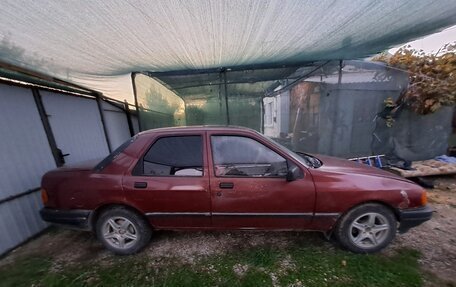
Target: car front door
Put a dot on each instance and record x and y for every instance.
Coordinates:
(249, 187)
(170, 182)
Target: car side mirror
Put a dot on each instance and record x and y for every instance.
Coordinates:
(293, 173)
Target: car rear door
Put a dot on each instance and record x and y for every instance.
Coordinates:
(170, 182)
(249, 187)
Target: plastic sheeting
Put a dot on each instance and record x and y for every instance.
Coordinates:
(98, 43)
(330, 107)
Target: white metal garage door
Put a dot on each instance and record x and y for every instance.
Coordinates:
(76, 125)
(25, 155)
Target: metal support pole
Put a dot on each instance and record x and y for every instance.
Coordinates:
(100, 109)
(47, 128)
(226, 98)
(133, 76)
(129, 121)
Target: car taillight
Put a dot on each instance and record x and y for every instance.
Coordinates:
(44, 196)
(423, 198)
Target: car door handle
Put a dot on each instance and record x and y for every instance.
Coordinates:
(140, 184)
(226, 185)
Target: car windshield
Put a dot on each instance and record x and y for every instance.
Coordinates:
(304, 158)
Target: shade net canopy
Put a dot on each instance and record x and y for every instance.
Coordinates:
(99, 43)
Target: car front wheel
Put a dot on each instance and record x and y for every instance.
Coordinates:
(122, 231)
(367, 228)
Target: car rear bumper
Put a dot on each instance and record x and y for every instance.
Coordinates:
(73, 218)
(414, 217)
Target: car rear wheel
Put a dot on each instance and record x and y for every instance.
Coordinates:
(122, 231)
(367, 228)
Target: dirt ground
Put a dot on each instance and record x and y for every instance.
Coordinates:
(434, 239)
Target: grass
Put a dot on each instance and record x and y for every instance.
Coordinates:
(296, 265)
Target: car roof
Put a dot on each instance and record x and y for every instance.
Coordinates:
○ ○ ○
### [WORK TO COMPLETE]
Scan the preceding listing for the string "wheel" and copy every line where it occurs.

### [ANSWER SPACE]
Target: car front wheel
Target: car rear wheel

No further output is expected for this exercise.